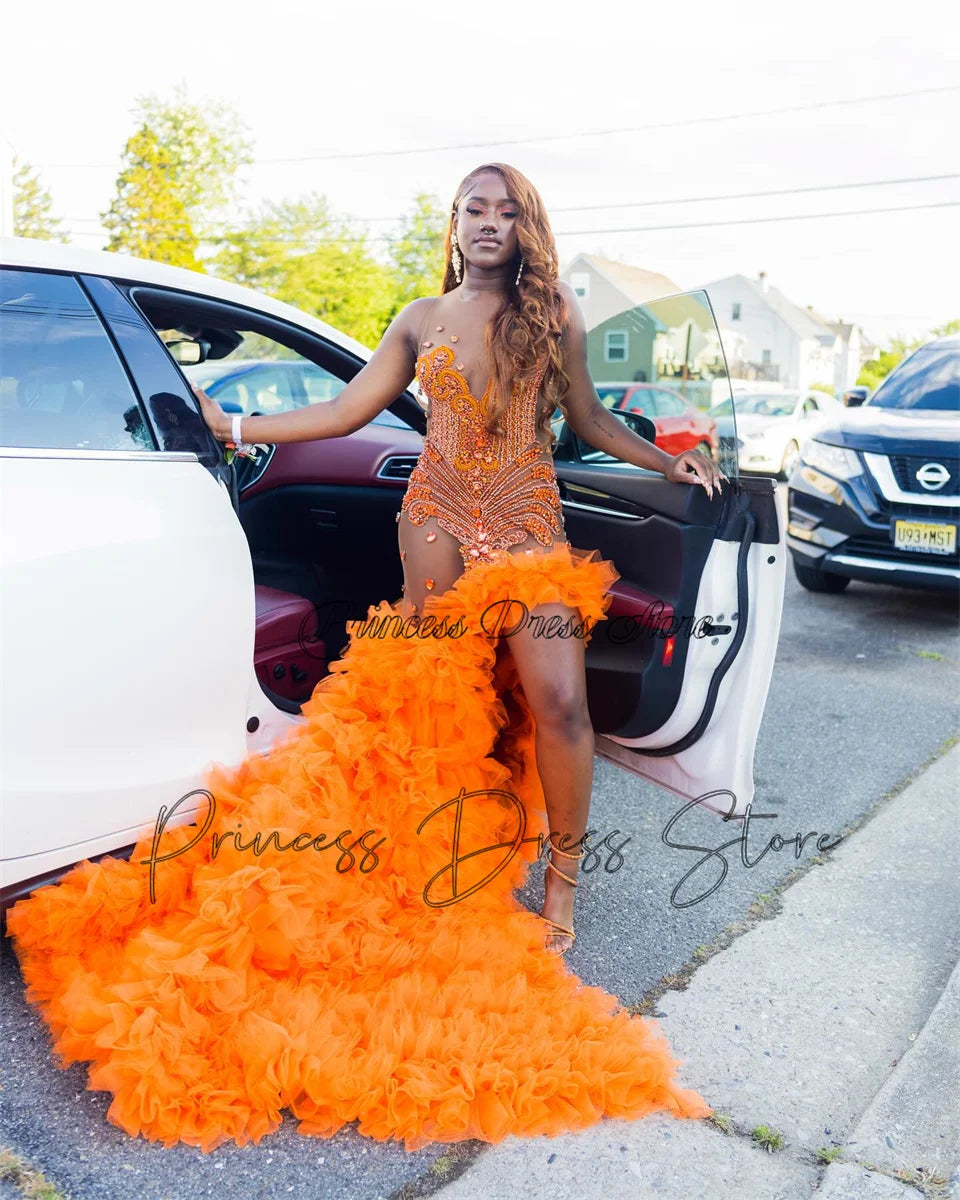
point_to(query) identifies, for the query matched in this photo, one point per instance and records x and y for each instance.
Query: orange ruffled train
(295, 979)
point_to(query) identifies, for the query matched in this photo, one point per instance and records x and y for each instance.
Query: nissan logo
(933, 475)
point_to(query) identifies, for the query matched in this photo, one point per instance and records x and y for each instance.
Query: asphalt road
(864, 690)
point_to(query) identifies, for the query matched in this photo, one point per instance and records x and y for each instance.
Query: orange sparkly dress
(337, 936)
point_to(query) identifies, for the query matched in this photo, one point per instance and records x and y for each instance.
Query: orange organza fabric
(262, 983)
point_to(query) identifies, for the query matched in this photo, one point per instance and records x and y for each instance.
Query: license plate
(929, 537)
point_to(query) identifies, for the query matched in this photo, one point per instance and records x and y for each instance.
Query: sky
(636, 126)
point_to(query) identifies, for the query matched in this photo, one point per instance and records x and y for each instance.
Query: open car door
(678, 673)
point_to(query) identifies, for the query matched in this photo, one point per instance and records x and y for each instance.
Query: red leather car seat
(288, 657)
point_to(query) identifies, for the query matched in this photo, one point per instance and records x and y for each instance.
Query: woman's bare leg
(431, 564)
(552, 673)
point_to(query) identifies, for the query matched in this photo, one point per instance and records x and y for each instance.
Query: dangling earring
(455, 256)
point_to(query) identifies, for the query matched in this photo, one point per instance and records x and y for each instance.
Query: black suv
(876, 493)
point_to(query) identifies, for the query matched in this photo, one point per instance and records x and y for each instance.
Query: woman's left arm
(599, 427)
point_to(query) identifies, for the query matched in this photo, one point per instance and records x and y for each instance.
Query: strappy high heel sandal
(556, 928)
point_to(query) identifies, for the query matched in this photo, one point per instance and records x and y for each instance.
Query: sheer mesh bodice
(473, 492)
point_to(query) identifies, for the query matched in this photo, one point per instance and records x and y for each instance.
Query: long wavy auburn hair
(527, 328)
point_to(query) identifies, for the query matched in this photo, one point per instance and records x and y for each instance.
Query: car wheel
(791, 457)
(815, 580)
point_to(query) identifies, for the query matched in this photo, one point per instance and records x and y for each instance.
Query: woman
(229, 971)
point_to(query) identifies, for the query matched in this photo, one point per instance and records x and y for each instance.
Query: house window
(616, 346)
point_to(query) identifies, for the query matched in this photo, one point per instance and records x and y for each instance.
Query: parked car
(679, 425)
(771, 426)
(270, 385)
(856, 396)
(876, 493)
(165, 610)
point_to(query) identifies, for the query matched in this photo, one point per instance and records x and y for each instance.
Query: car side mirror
(189, 352)
(635, 421)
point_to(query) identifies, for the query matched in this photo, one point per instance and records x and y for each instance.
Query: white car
(773, 425)
(165, 610)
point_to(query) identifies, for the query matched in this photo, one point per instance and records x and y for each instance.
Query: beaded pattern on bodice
(490, 491)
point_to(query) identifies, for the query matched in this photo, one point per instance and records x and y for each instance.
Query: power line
(585, 133)
(696, 199)
(240, 234)
(797, 216)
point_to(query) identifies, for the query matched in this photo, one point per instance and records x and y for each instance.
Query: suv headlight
(835, 461)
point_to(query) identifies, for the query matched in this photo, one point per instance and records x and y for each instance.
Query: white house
(606, 288)
(850, 354)
(778, 340)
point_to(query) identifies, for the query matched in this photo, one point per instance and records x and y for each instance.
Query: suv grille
(905, 468)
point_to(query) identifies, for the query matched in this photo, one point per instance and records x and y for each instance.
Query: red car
(679, 424)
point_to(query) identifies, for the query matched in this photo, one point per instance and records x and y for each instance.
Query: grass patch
(767, 1139)
(29, 1182)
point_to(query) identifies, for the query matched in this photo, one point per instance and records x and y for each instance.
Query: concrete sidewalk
(833, 1024)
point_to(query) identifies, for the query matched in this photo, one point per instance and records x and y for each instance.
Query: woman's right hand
(217, 421)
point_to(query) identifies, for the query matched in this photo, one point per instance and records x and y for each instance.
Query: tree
(299, 252)
(149, 216)
(874, 371)
(33, 207)
(177, 179)
(417, 255)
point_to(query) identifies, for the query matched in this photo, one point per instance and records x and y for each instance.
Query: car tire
(790, 460)
(815, 580)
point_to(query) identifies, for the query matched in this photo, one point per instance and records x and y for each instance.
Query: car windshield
(930, 378)
(781, 405)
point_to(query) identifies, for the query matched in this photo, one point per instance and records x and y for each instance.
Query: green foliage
(874, 371)
(149, 216)
(299, 252)
(417, 253)
(33, 207)
(767, 1138)
(177, 177)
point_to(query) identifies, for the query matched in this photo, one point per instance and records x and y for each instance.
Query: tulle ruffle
(352, 985)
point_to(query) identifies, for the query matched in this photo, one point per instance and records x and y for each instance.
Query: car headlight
(835, 461)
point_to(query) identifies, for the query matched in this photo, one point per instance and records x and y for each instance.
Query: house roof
(803, 323)
(636, 285)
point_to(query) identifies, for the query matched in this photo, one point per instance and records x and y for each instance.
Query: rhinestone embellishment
(489, 490)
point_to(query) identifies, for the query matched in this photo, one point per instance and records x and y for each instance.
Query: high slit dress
(337, 936)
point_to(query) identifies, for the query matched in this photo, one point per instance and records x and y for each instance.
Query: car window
(264, 376)
(780, 405)
(61, 383)
(929, 378)
(669, 405)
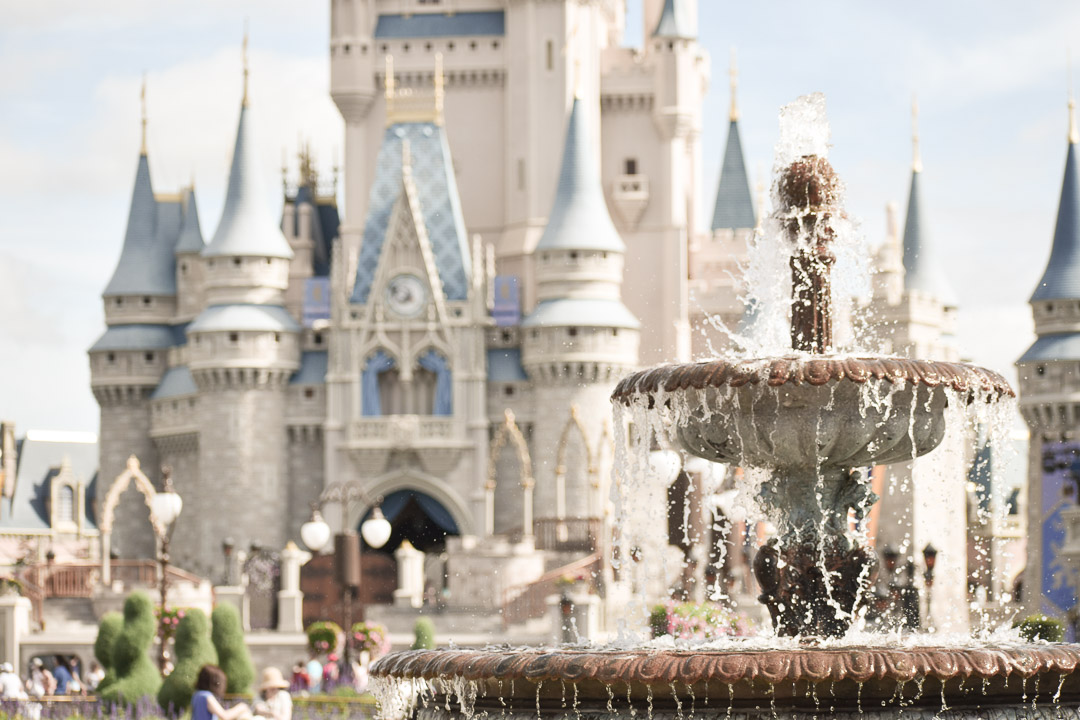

Directions for this task
Find each line in the material that contains the word "house" and copy those lines out. Case counts.

Solution to this exercise
Query: house window
Query: white house
Query: house roof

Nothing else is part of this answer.